Als Teil des Investitionsplans für Europa soll der EFSI unter anderem dafür sorgen, dass die EIB innovative Projekte finanziert. Dadurch zeigt die Bank, dass sie ein Vorhaben für tragfähig hält, was private Investoren dazu ermutigt, sich ebenfalls zu beteiligen. Beim Darlehen für intelligente Zähler musste die EIB einen Punkt berücksichtigen, der für den britischen Energiemarkt typisch ist, es jedoch schwierig machte, die Konditionen der Operation festzulegen.
Wenn ein britischer Energieversorger in einem Haushalt einen intelligenten Zähler einbaut, ist der Verbraucher trotzdem nicht an ihn gebunden. Der Kunde kann nach dem Einbau eines intelligenten Zählers jederzeit beschließen, zu einem anderen Energieversorger zu wechseln. In diesem Fall wird es für den ursprünglichen Versorger möglicherweise schwierig, die in den Zähler investierten Mittel zurückzuerhalten.
Calvin Capital ist darauf eingestellt, dass Kunden unter Umständen ihren Energieversorger wechseln, da dieses Phänomen bekannt ist. Schließlich hat Calvin seit 2002 den Kauf und Einbau von über sechs Millionen Zählern finanziert, davon über eine Million intelligente Zähler. Allein im Rahmen der jetzigen EFSI-Operation werden weitere sieben Millionen intelligente Zähler finanziert.

..........

== Aufgabenstellung ==
Führen Sie den Textauszug über die EIB-Finanzierung intelligenter Zähler im Anschluss an seinen letzten Satz weiter. Die Auflistung wird zur Bearbeitung nicht benötigt.

..........

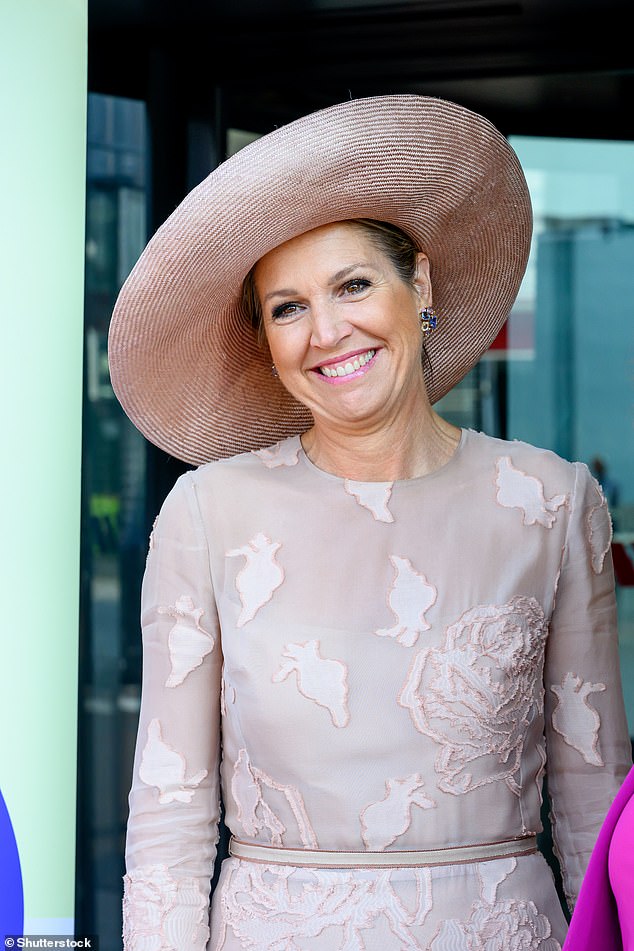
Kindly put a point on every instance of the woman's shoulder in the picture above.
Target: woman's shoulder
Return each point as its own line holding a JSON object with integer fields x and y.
{"x": 256, "y": 462}
{"x": 515, "y": 454}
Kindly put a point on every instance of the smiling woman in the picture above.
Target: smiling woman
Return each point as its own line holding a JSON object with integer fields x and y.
{"x": 390, "y": 627}
{"x": 344, "y": 332}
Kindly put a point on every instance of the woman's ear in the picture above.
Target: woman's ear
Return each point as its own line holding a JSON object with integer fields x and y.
{"x": 422, "y": 280}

..........

== Antwort ==
Bei der Operation mit der EIB entschied sich das Unternehmen für ein Geschäftsmodell, das den Effekt des Anbieterwechsels außen vor lässt. Während der Versorger früher bei einem Wechsel den Zähler zusammen mit dem Kunden verlor, ist er nun nicht mehr selbst Eigentümer der Zähler, sondern Calvin. Mit Unterstützung der EIB bietet das Unternehmen mit Sitz in Manchester eine Lösung an, die funktioniert – unabhängig vom gewählten Anbieter.
Alles passt zusammen
Mit dem EFSI-Darlehen zeigt die EIB, dass sie das Geschäftsmodell von Calvin unterstützt. So will sie den Sektor auch für andere Investoren attraktiv machen und einen Beitrag zur Modernisierung der Energieinfrastruktur leisten.
Durch die Garantie des EFSI konnte die EIB einen höheren Darlehensbetrag vergeben, als es ihr im Rahmen ihrer regulären Tätigkeit möglich gewesen wäre.
„Es handelt sich um eine große Operation, aber letztlich stärkt unser Engagement das Vertrauen der Marktteilnehmer in das Vorhaben und gewährleistet die Wirtschaftlichkeit des Projekts“, erklärt Peter Jacobs, Leiter der Abteilung Projektfinanzierungen der EIB.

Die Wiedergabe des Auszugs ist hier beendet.